>>>
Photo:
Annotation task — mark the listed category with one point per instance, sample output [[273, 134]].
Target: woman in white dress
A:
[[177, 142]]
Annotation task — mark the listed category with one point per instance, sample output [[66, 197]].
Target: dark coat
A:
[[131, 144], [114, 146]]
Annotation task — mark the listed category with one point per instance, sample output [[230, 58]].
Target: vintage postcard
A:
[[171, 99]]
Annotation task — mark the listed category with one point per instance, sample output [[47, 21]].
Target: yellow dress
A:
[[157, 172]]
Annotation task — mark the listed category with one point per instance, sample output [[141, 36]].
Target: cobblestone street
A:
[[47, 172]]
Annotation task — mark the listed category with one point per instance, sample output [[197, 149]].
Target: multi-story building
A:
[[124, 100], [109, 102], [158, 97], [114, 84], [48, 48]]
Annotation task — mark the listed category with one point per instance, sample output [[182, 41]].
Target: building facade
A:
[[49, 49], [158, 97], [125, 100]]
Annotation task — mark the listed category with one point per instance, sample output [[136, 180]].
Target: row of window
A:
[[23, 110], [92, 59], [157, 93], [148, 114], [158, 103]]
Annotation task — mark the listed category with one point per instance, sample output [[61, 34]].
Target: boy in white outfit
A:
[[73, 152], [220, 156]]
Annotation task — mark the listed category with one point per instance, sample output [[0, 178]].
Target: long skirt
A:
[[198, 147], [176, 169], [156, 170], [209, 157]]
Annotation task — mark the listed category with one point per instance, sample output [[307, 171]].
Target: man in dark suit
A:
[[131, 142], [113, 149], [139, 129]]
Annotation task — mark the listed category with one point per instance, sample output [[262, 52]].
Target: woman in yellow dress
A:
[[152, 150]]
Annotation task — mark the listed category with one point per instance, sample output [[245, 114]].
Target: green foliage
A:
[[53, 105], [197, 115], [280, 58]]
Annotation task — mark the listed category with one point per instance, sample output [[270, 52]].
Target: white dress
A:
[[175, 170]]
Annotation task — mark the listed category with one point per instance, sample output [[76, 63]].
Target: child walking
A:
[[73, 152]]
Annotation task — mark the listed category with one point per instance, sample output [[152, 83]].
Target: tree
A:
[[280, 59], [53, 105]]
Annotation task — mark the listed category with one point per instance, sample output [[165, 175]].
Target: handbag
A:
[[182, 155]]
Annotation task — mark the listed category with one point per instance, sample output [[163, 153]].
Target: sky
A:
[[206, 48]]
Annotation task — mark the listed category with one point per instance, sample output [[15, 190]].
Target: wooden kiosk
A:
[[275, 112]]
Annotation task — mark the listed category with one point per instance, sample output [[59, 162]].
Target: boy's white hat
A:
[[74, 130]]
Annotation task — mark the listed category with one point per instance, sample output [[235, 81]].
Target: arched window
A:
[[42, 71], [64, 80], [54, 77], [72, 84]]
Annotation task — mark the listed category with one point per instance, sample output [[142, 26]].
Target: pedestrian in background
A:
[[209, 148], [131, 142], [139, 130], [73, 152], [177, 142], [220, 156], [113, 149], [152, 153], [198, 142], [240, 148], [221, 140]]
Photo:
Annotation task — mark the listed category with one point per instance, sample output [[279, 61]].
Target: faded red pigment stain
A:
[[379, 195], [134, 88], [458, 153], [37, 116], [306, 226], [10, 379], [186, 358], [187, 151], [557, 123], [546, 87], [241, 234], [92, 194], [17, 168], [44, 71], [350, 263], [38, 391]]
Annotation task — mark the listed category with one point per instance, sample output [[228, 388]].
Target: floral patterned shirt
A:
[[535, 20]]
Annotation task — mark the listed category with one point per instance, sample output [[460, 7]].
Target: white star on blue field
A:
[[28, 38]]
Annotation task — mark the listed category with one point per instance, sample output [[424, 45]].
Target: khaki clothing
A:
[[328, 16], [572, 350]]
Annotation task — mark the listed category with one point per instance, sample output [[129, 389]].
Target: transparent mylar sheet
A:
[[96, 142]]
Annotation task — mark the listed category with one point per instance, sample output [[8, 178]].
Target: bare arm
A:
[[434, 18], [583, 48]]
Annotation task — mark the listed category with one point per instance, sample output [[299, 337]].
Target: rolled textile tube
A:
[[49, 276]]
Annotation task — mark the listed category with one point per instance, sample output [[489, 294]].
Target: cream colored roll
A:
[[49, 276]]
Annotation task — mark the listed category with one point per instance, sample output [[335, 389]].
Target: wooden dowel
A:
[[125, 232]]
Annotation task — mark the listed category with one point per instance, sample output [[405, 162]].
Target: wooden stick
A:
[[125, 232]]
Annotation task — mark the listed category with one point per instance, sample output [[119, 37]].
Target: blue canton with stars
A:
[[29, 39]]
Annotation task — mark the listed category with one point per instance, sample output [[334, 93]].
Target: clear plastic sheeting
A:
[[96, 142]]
<<<
> Exercise:
Reproduce all of the items above, switching each occurrence of "listed category" to "named category" and leaving everything else unchanged.

> Reply to the task:
Photo:
Annotation task — mark the named category with one point per instance, sample output [[273, 134]].
Target: woman in white dress
A:
[[177, 142]]
Annotation task — mark the named category with one point per instance, sample output [[66, 197]].
Target: dark coat
A:
[[131, 144], [114, 146]]
Annotation task — mark the named category with one point per instance, sample output [[230, 58]].
Target: vintage postcard
A:
[[171, 99]]
Annotation task — mark the named category with one point per instance, sample output [[47, 21]].
Target: yellow dress
A:
[[157, 172]]
Annotation task — mark the named category with one point per instance, sample output [[141, 36]].
Target: cobblestone street
A:
[[47, 172]]
Annotation task — mark the named category with one point per instance, sample output [[197, 149]].
Target: multi-story building
A:
[[124, 100], [109, 102], [158, 97], [114, 84], [48, 48]]
Annotation task — mark the named category with one point per instance, sample output [[182, 41]].
Target: building facade
A:
[[49, 49], [158, 97], [125, 100]]
Annotation task — mark the named category with one point per instance, sample output [[136, 180]].
Target: row of window
A:
[[23, 110], [92, 59], [157, 93], [148, 114], [158, 103]]
Annotation task — mark the named category with one point per instance, sample output [[61, 34]].
Target: boy in white outfit
A:
[[73, 152], [220, 156]]
Annotation task — mark the named category with one point per instance, sample output [[0, 178]].
Target: long skirt
A:
[[198, 147], [176, 169], [156, 170], [209, 157]]
Annotation task — mark the named category with one point per instance, sample output [[307, 171]].
Target: man in dark suit
A:
[[131, 142], [113, 149], [139, 129]]
Annotation task — mark the named category with one point per instance, sample output [[262, 52]].
Target: woman in yellow dress
A:
[[152, 150]]
Annotation task — mark the named category with one point per instance, sample output [[245, 114]].
Target: green foliage
A:
[[53, 105], [197, 115], [280, 58]]
Annotation task — mark the named category with one point per instance, sample output [[270, 52]].
Target: white dress
A:
[[175, 170]]
Annotation task — mark the named category with one point per instance, sample output [[76, 63]].
Target: child walking
A:
[[73, 152]]
Annotation task — mark the named category with one point per instance, sample output [[152, 83]].
Target: tree
A:
[[280, 59], [53, 105]]
Annotation task — mark the named category with one point per instance, sample output [[165, 175]].
Target: handbag
A:
[[182, 155]]
Annotation task — mark the named category with one point per instance, sample output [[163, 153]].
Target: sky
A:
[[206, 48]]
Annotation task — mark the named category with one point per instance, sample output [[15, 190]].
Target: wooden kiosk
A:
[[275, 112]]
Annotation task — mark the named category with one point per instance, sample output [[59, 162]].
Target: boy's white hat
A:
[[74, 130]]
Annotation task — mark the named category with one point per instance, sample output [[235, 81]].
Target: arched window
A:
[[42, 71], [64, 80], [54, 77], [72, 84]]
Annotation task — mark the named category with one point per instance, sample output [[142, 26]].
Target: pedestrian in background
A:
[[209, 148], [131, 142], [139, 130], [73, 152], [177, 142], [220, 156], [113, 149], [152, 153], [198, 142], [240, 148], [221, 140]]
Photo:
Annotation task — mark the named category with one point per instance, sample output [[279, 61]].
Target: faded red pigment stain
A:
[[379, 195], [134, 88], [458, 153], [37, 116], [306, 226], [10, 379], [186, 358], [187, 151], [557, 123], [546, 87], [241, 234], [92, 194], [17, 168], [44, 71], [350, 263], [38, 391]]
Annotation task — mark the named category with one point per instance, sample output [[228, 388]].
Target: floral patterned shirt
A:
[[535, 20]]
Annotation task — mark the named category with one point per instance, sample output [[460, 7]].
Target: white star on blue field
A:
[[28, 38]]
Annotation task — mark the named category with one point per instance, sample output [[424, 45]].
Target: khaki clothing
A:
[[328, 16], [572, 350]]
Annotation task — mark the named category with one point per instance, sample output [[129, 389]].
Target: transparent mylar sheet
A:
[[96, 142]]
Annotation task — mark the named category with one point per instance, sample output [[8, 178]].
Target: bare arm
A:
[[434, 18], [583, 48]]
Annotation task — mark the named category with one point per instance, sample output [[299, 337]].
Target: rolled textile tube
A:
[[49, 276]]
Annotation task — mark the named category with one point per instance, sample output [[489, 294]].
Target: cream colored roll
A:
[[49, 276]]
Annotation task — mark the named category with one point per instance, sample output [[335, 389]].
Target: wooden dowel
A:
[[125, 232]]
Annotation task — mark the named category with one point per instance, sample output [[405, 162]].
Target: wooden stick
A:
[[125, 232]]
Annotation task — mark the named category with one point per instance, sample output [[119, 37]].
Target: blue canton with stars
A:
[[29, 39]]
Annotation task — mark the named category with one point per instance, sample output [[334, 93]].
Target: clear plastic sheeting
A:
[[96, 142]]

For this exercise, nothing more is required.